— Start of Material —

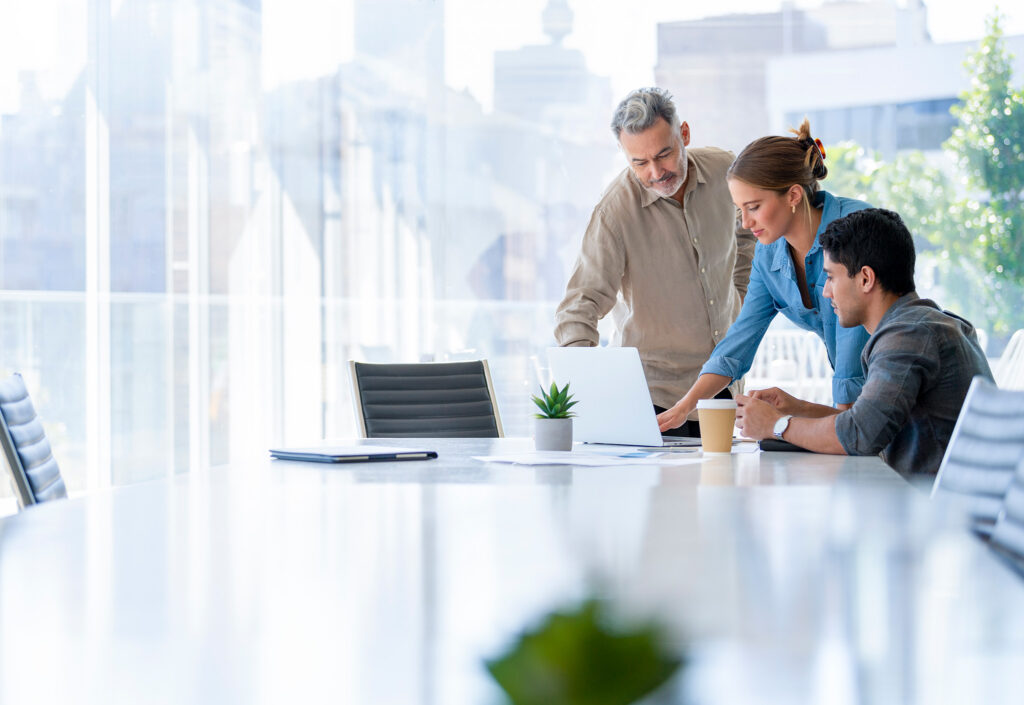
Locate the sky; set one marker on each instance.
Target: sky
(619, 38)
(307, 38)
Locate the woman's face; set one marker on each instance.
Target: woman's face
(767, 213)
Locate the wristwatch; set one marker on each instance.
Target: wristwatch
(781, 425)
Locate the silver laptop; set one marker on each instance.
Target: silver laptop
(614, 405)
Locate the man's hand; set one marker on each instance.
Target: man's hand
(755, 418)
(782, 402)
(676, 416)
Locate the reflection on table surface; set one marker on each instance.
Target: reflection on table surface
(818, 579)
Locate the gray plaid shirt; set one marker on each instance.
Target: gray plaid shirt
(919, 365)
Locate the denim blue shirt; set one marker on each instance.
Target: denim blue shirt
(773, 289)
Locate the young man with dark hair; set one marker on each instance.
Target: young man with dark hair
(919, 362)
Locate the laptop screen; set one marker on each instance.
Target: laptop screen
(613, 404)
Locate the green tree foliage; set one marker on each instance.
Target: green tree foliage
(988, 146)
(969, 223)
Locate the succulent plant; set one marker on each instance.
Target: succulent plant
(554, 403)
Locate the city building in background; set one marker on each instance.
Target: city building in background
(865, 72)
(188, 258)
(187, 261)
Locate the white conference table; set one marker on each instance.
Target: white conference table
(794, 578)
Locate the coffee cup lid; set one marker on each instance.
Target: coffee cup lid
(716, 404)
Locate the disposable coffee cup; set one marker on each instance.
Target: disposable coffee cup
(718, 418)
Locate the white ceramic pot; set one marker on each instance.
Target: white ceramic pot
(553, 434)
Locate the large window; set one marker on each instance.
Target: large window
(207, 207)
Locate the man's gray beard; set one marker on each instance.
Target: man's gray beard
(680, 178)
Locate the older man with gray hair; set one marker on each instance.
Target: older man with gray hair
(666, 236)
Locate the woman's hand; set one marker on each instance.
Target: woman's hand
(674, 417)
(781, 401)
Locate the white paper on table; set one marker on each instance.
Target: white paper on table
(591, 460)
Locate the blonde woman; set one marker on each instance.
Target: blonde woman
(774, 183)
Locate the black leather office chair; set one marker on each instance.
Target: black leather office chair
(35, 472)
(983, 452)
(426, 400)
(1008, 535)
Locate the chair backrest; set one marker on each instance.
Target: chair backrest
(985, 447)
(37, 478)
(1009, 371)
(1008, 534)
(439, 400)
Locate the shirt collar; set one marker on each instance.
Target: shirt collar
(829, 211)
(648, 197)
(903, 300)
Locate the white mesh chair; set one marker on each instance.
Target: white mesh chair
(1008, 535)
(985, 447)
(1009, 371)
(35, 474)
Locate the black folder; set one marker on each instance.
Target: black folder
(783, 446)
(337, 454)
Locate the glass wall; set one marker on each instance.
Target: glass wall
(208, 207)
(192, 249)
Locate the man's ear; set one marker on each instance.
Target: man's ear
(684, 133)
(866, 280)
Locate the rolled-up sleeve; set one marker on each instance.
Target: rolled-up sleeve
(848, 377)
(899, 363)
(745, 243)
(594, 285)
(733, 356)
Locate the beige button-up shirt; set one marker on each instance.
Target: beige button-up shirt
(682, 272)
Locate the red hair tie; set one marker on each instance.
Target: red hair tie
(821, 149)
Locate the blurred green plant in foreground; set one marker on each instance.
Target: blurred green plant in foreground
(586, 656)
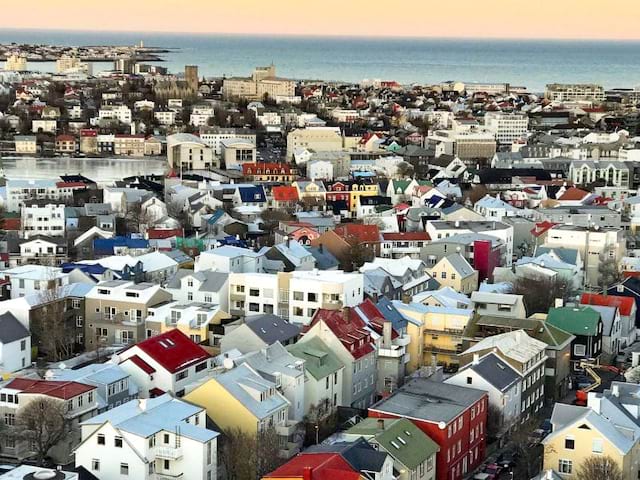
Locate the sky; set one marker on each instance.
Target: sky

— End of Material —

### Instructions to follow
Copy out every line of the records above word for word, leaving out the pictures.

### Problem solution
Locate the sky; set one marker on each instance.
Target: sky
(619, 38)
(307, 38)
Locate the woman's face; set one marker on each instance.
Target: woman's face
(767, 213)
Locate the wristwatch; set one marker on each instance.
Target: wristwatch
(781, 425)
Locate the silver laptop; set one marker on each instance.
Target: silver laptop
(614, 405)
Locate the man's hand; set one marker on each instance.
Target: man's hand
(755, 418)
(782, 402)
(676, 416)
Locate the reflection on table surface; set one marker on each instance.
Target: reflection on table surface
(818, 579)
Locate the gray plaid shirt; set one marker on each instance.
Target: gray plaid shirt
(919, 365)
Locate the denim blue shirt; set one marker on each instance.
Target: denim blue shirt
(773, 289)
Locate the young man with dark hair; set one marker on each instance.
Target: young man with dark hair
(919, 362)
Locate the laptop screen; set one marker on each instance.
Target: laptop screen
(613, 404)
Locate the green tree foliage; set one marker on each instance.
Target: green tree foliage
(988, 146)
(969, 223)
Locate the succulent plant; set one marker on each instance.
Target: succulent plant
(554, 403)
Locate the city building in background; set one marker on each instance.
Target: city building in background
(865, 72)
(188, 258)
(187, 261)
Locate the white conference table; set one marker on each instance.
Target: white conference table
(794, 578)
Locate the coffee cup lid; set one marker on each instance.
Target: coffee cup lid
(716, 404)
Locate the disposable coffee cup; set one marker on each instance.
Target: disposable coffee cup
(718, 418)
Locate the white ceramic pot; set one marker on each instance.
Target: white ceramic pot
(553, 434)
Locate the large window; set one marker on each instance.
Target: large window
(207, 207)
Locate the man's gray beard; set one marker on each instance.
Target: man's gray beard
(680, 178)
Locate the older man with gray hair; set one marker on each instance.
Target: older man with gray hair
(666, 236)
Locate the woman's hand; set one marker on each instance.
Target: woman's hand
(674, 417)
(781, 401)
Locate the white paper on table; set one marker on each instance.
Target: white paper on table
(591, 460)
Locate the blonde woman; set one marker on each instance.
Target: blonde woman
(774, 183)
Locate the black leather office chair; set one marker on each instance.
Target: black leather office chair
(35, 472)
(983, 452)
(426, 400)
(1008, 535)
Locate the chair backrest; set one marker on each instance.
Target: chair backrest
(985, 447)
(37, 478)
(1009, 371)
(1008, 534)
(439, 400)
Locate the shirt collar; set one marker on each instance.
Target: shirt collar
(829, 211)
(648, 197)
(903, 300)
Locate the white mesh chair; set one marker on each instance.
Target: white mesh chair
(1008, 535)
(985, 447)
(1009, 371)
(35, 474)
Locate the black folder; set one marker on each instance.
Target: black folder
(783, 446)
(337, 454)
Locate the glass wall; set one marker on each instance.
Target: glass wall
(208, 207)
(192, 249)
Locate the man's ear; set one marker on each instance.
Target: man's ear
(684, 133)
(866, 280)
Locate the rolled-up sleeve; set one marker on each instance.
Target: rolled-up sleeve
(848, 377)
(899, 363)
(745, 243)
(594, 285)
(733, 356)
Locate the beige button-up shirt; set one marker on each instance.
Target: beige button-up shirt
(682, 272)
Locate the red hair tie; set one marker on each instance.
Target: red hair tie
(821, 149)
Locate the blurred green plant in foreground; set one marker on each instance.
Target: blurred green plant in foreground
(586, 656)
Locate the sky; set one marker on each instance.
Target: sky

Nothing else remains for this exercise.